### What you need to do
Print all the entries verbatim.

*-*-*

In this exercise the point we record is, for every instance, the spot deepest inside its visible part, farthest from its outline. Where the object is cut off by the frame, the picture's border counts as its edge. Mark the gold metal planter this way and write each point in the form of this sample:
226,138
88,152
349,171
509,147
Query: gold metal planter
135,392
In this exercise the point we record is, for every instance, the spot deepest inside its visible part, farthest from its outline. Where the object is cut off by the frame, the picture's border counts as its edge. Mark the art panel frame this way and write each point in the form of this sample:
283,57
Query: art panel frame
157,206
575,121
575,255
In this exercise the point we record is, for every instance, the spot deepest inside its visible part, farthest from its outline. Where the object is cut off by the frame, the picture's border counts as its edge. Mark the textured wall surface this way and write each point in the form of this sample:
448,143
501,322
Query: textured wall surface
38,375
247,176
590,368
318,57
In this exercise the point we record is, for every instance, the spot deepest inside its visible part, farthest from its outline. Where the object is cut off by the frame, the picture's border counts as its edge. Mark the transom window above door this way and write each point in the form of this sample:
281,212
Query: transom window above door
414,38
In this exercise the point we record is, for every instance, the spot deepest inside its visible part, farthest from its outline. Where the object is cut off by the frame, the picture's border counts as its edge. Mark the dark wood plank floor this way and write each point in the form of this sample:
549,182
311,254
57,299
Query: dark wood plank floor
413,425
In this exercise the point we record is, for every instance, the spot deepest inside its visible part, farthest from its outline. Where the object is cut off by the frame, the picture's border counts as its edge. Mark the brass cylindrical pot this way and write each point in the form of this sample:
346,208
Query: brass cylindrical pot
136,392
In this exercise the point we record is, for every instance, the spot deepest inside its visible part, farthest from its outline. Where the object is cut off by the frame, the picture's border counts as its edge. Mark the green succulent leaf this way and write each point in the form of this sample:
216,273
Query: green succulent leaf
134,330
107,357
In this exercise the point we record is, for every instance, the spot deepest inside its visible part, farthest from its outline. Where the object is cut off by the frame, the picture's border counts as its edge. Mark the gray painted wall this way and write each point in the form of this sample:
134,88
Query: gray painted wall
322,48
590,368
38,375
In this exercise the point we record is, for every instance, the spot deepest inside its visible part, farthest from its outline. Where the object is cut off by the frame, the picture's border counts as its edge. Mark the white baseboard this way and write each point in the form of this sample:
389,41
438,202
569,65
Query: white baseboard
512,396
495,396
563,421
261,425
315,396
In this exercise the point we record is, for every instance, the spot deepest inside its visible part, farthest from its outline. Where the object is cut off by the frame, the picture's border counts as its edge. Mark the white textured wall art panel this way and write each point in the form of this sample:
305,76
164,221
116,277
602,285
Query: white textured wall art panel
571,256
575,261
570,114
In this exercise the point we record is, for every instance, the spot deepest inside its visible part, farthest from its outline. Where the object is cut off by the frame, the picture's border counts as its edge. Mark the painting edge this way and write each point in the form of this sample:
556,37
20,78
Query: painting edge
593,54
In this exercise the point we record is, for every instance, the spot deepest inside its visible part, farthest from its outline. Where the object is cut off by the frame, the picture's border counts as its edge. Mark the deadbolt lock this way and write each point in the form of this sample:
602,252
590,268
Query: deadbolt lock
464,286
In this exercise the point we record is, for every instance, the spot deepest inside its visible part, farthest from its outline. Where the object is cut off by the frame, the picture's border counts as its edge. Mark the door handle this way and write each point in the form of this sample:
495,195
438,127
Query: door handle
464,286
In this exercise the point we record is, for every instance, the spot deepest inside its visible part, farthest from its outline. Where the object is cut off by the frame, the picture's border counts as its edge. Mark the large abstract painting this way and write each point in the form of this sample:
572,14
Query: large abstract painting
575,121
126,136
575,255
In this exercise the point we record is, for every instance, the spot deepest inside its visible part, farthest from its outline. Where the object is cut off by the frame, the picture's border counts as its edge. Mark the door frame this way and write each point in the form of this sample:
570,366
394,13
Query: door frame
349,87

*-*-*

### Result of this exercise
In this exercise the point we record is, for every instance, the spot deepest inside its visible part, farthest from its outline. Where the object is cut off by the frame, the picture's border counts as its edge. Mark the gold metal planter this way and write each point in the form of this sample:
226,138
88,152
349,171
509,147
Query: gold metal planter
135,392
In this exercise the point we record is, for every instance, the spot deepest inside its visible part, farthest from its outline. Where the object is cut off by the frame, the picture's border counts as its edge. Mark the art panel frame this way and write each point in the form of this sample:
283,57
Query: art panel frame
157,206
575,121
575,255
In this exercise the point we record is, for every instance, the spot deepest inside its visible part, farthest from its outline. Where the object is cut off by the frame, the picture's border counts as its edge. Mark the textured wall surface this way and write each point in the form of this sample:
448,143
501,322
Query: textured wall surface
38,375
247,176
590,368
318,57
In this exercise the point we record is, for every instance, the spot deepest inside its visible part, farthest from its outline. Where the object is cut off by the frame, the picture's border counts as its edge. Mark the transom window above door this way and write each point in the form of this sample:
281,212
Query: transom window above door
414,38
In this exercise the point we record is, for every instance, the spot deepest inside its visible part, farthest from its outline. Where the object is cut off by the frame, the picture's border counts as its edge. Mark the dark wood plank floor this way and write each point in the form of this sample:
549,182
311,254
57,299
Query: dark wood plank floor
413,425
In this exercise the point we record is, for every instance, the spot deepest inside its visible part, farthest from its outline. Where the object is cut off by the frame, the picture's border counts as its edge. Mark the brass cylindrical pot this way and write each point in the form of this sample:
346,208
Query: brass cylindrical pot
136,392
In this exercise the point we record is, for every instance, the spot deepest inside its visible part, farthest from its outline. Where the object is cut off by the frame, the picture's border counts as its edge. Mark the green succulent leaf this way and write each point in the form of this sample:
216,273
Query: green succulent leaf
134,330
107,357
In this exercise the point we record is, for every instance, the spot deepest inside its visible part, farthest from its outline. Where the object is cut off by the frame, the picture's border counts as its edge. Mark the gray painted wall this way and write each point in the form of this sample:
134,88
Query: gray painted wall
322,48
590,368
38,375
In this exercise the point we record is, for every instance, the spot deepest inside its visible part, farthest from its outline. Where the object is cut off by the frame, the picture's border counts as its edge. Mark the white baseboard this way and write each point in the form of this sample:
389,41
438,202
569,65
Query: white baseboard
512,396
495,396
563,421
261,425
315,396
In this exercise the point we record is, for every instance, the spot deepest inside its visible part, farthest from its outline. Where the object is cut off by the frame, the picture's border counts as its edge. Mark the white textured wall art panel this way and write each point in the form of this sample:
305,76
164,221
116,277
602,285
Query: white textured wall art panel
571,256
575,261
570,114
In this exercise the point we record is, for every instance, the spot deepest inside its visible part, farthest from its outline. Where the object is cut off by the frame, the picture's border counts as its edge. Mark the painting edge this way and write each point in the form of this sample:
556,37
20,78
Query: painting edge
593,54
In this exercise the point we record is, for every instance, the spot deepest inside its visible part, farthest from its outline. Where the object is cut off by the frame, the picture's border counts as its edge. Mark the deadbolt lock this way and write each point in the form of this sample:
602,252
590,268
Query: deadbolt lock
464,286
In this exercise the point we record is, for every instance, the spot deepest inside its visible part, farthest from its outline. Where the object is cut off by the frame, the picture's border counts as its edge. Mark the door handle this way and write each point in the form of this sample:
495,195
438,127
Query: door handle
464,286
In this exercise the point we record is, for every instance, the spot deepest inside its visible part, farthest from its outline. Where the object is cut off by the frame, the picture's border counts as its edge. Mark the large abstract painting this way and write each point in the form of this sample:
572,14
Query: large abstract painting
575,121
126,136
575,255
In this exercise the point we record is, for every instance, the spot deepest inside its visible part, farthest from its outline. Where the object is cut off by the frame, the picture's border counts as its edge. Mark the door frame this way and write each point in the form of this sample:
570,366
394,13
Query: door frame
349,87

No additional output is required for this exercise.